ЦИТИРУЕМЫЙ ТЕКСТ -
....

Экзистенциальная традиция в русской литературе XX века. Диалоги на границах столетий
Шрифт:
Своеобразие истории русской и европейской экзистенциальной культуры обусловливает логика бинарного типа сознания. С одной стороны, в процессе становления сознания XX века философская и художественная сферы взаимодействуют, имеют общие этапы развития, с другой, – экзистенциальное мышление формируется как феномен наднациональный. Русское экзистенциальное сознание и европейский экзистенциализм имеют общую философско-эстетическую историю. Вне контекста этой интегрированной истории трудно объяснима и логика русского экзистенциального сознания, и динамика европейского экзистенциализма. С момента зарождения экзистенциальная традиция формируется как общий знаменатель русско-европейского литературного развития XX века, конструируя, в свою очередь, единое культурное пространство XX столетия.
Уже в своих истоках сознание XX века многопредметно: оно интегрирует идеи экзистенциальной философии, отражает достижения психологии, психоанализа. Законы художественного мышления оказываются открытыми для общекультурных, общефилософских процессов, с ними взаимодействуют, ими питаются,
Сознание XX века характеризуется как явление многоплоскостное. Экзистенциальное сознание исследует бытие человека в онтологических, экзистенциальных, метафизических плоскостях. Экзистенциальный метод претендует на роль метода познания реальности и создания художественной модели мира. Позволим себе усомниться в справедливости утверждения А. Хюбшера о том, что экзистенциализм «не в состоянии дать нам ни метода, ни теории познания, ни методики, ни эстетики, ни этики…». Экзистенциальное сознание мощно и властно интегрировало опыт различных направлений мышления, философские и психологические идеи. Экзистенциальное сознание бескомпромиссно отделило себя от областей, учений и теорий родственных или альтернативных (религия, традиционная этика, идеи религиозной философии). В нем формировался мощный и оригинальный ракурс мировидения, исследования бытия и человека, построения философских, этических, эстетических концепций. Исследование историко-литературного материала показывает, что возможности перепрочтения художественных явлений в экзистенциальных контекстах практически не ограничены. Они освобождают от заштампованности и инерции прежних подходов, открывают неожиданные грани в знакомых вещах. Нет сомнения в том, что возможности экзистенциализма как метода познания художественной реальности (не только национальной, но и европейской и мировой литературы XX столетия) практически неисчерпаемы.

....

ПРЕДОСТАВЛЕННЫЕ ЗАПИСИ -
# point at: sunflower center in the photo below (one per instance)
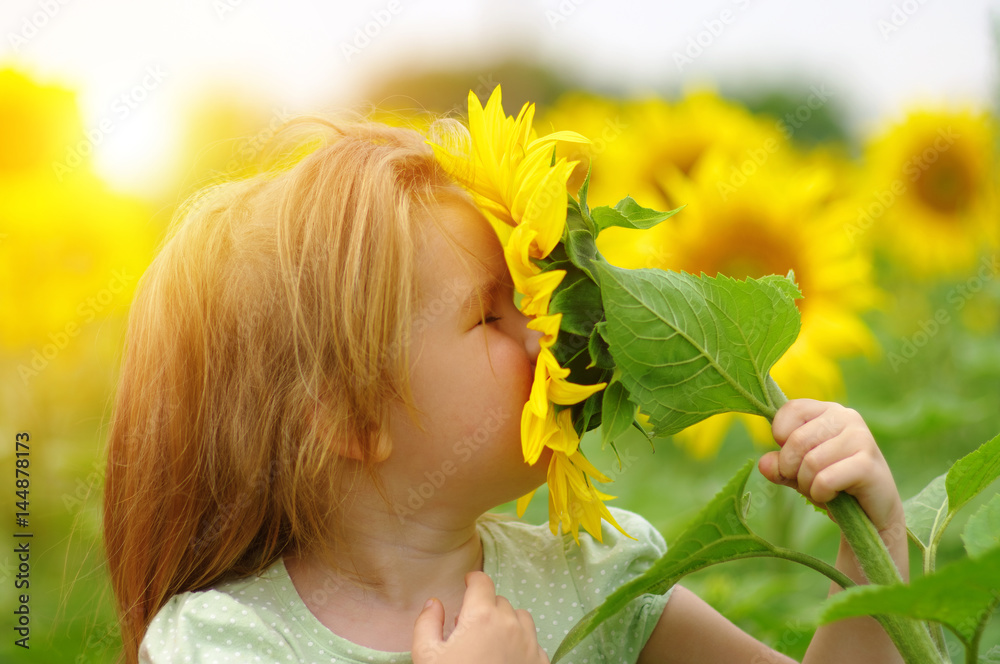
(946, 185)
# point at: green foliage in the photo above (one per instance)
(685, 347)
(718, 534)
(962, 596)
(982, 531)
(629, 214)
(691, 347)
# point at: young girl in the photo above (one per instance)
(320, 400)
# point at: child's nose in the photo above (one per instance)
(532, 339)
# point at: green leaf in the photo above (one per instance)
(691, 347)
(982, 530)
(973, 473)
(927, 513)
(962, 596)
(600, 356)
(719, 533)
(992, 657)
(579, 241)
(617, 412)
(580, 304)
(628, 214)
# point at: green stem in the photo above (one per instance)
(910, 636)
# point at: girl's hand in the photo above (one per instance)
(488, 630)
(827, 448)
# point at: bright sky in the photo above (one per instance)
(139, 63)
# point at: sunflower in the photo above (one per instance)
(929, 194)
(779, 218)
(512, 178)
(83, 245)
(636, 143)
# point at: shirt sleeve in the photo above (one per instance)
(611, 563)
(212, 628)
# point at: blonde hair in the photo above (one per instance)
(269, 333)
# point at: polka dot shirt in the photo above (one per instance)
(263, 619)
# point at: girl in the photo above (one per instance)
(320, 400)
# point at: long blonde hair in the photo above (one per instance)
(270, 329)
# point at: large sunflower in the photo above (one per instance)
(929, 196)
(510, 174)
(779, 219)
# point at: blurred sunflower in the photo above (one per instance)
(74, 249)
(778, 218)
(636, 143)
(510, 173)
(929, 193)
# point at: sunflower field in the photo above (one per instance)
(892, 233)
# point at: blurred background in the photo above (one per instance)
(854, 143)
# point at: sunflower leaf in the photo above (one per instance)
(617, 412)
(718, 534)
(581, 248)
(628, 214)
(982, 530)
(973, 473)
(690, 347)
(962, 596)
(600, 356)
(579, 302)
(927, 513)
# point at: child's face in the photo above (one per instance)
(472, 363)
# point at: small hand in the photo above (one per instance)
(827, 448)
(488, 630)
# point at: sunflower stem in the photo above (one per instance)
(910, 637)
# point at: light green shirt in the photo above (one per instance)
(263, 619)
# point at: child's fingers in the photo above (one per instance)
(814, 460)
(837, 477)
(794, 414)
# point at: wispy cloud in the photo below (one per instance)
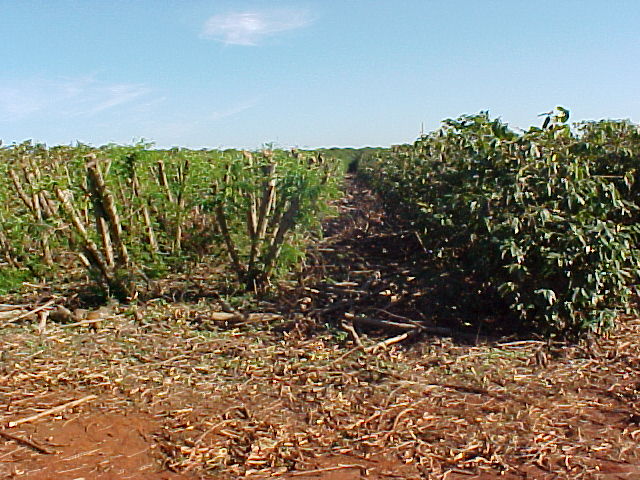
(65, 97)
(249, 28)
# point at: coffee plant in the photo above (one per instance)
(127, 213)
(548, 217)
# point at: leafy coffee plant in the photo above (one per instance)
(545, 217)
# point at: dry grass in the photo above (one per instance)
(238, 402)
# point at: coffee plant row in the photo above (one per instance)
(547, 218)
(128, 213)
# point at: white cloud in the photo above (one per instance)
(249, 28)
(65, 97)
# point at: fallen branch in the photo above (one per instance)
(390, 341)
(27, 442)
(52, 411)
(31, 312)
(327, 469)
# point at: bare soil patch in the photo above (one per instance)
(183, 391)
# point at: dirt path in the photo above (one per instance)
(183, 392)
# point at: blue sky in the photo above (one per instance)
(310, 73)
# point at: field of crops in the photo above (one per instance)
(127, 215)
(459, 307)
(547, 219)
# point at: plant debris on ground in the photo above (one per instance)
(306, 388)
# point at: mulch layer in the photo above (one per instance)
(361, 370)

....

ЗАДАНИЕ 1 -
Подсчитайте, во скольких строках записей встречается строка «stem», и дайте в ответ только число.
ЗАДАНИЕ 2 -
Продолжите текст об экзистенциальной традиции в русской литературе, начав сразу после его последнего приведенного предложения.
Текст и записи никак не связаны друг с другом.

РЕЗУЛЬТАТ 1 -
2

РЕЗУЛЬТАТ 2 -
Мы рассматриваем экзистенциальное сознание как универсальную субстанцию художественного и философского мышления. В XIX–XX веках философское и художественное сознание переживает единый процесс экзистенциализации с общими тенденциями и этапами. В вечном диалоге философии и литературы (где традиционно философия первична и фундаментальна) экзистенциальное мировидение изменяет соотношение составляющих. В ХХ, экзистенциальном веке, философия стремится объяснить себя через литературу, осознать себя в эстетических категориях и явлениях, в литературе ищет опору. Трансформируются и координаты собственно литературных явлений: какова мера литературного и философского содержания в прозе Ницше, Сартра, Кафки, Белого, Г. Иванова, установить практически невозможно. Экзистенциальное сознание рождается, развивается и реализует себя как философски-художественное по природе. К такой модели сознания подошел А. Шопенгауэр, первые образцы дал Ф. Ницше, все потенциальные возможности реализовал Ф. Кафка. Поэтому в генезисе экзистенциального сознания мы не дифференцируем философское и литературное его воплощение. Мы стремимся реконструировать универсальный процесс экзистенциализации сознания и обозначить этапы его динамики как единого философско-художественного феномена. Попытаемся реконструировать генезис экзистенциального сознания через общее пространство философии, психологии и литературы, на котором шло становление его в XIX – начале ХХ века. Лишь такое интегрированное пространство позволит адекватно оценить парадигму художественного мышления ХХ столетия, выразившую его сумрачное мирочувствие.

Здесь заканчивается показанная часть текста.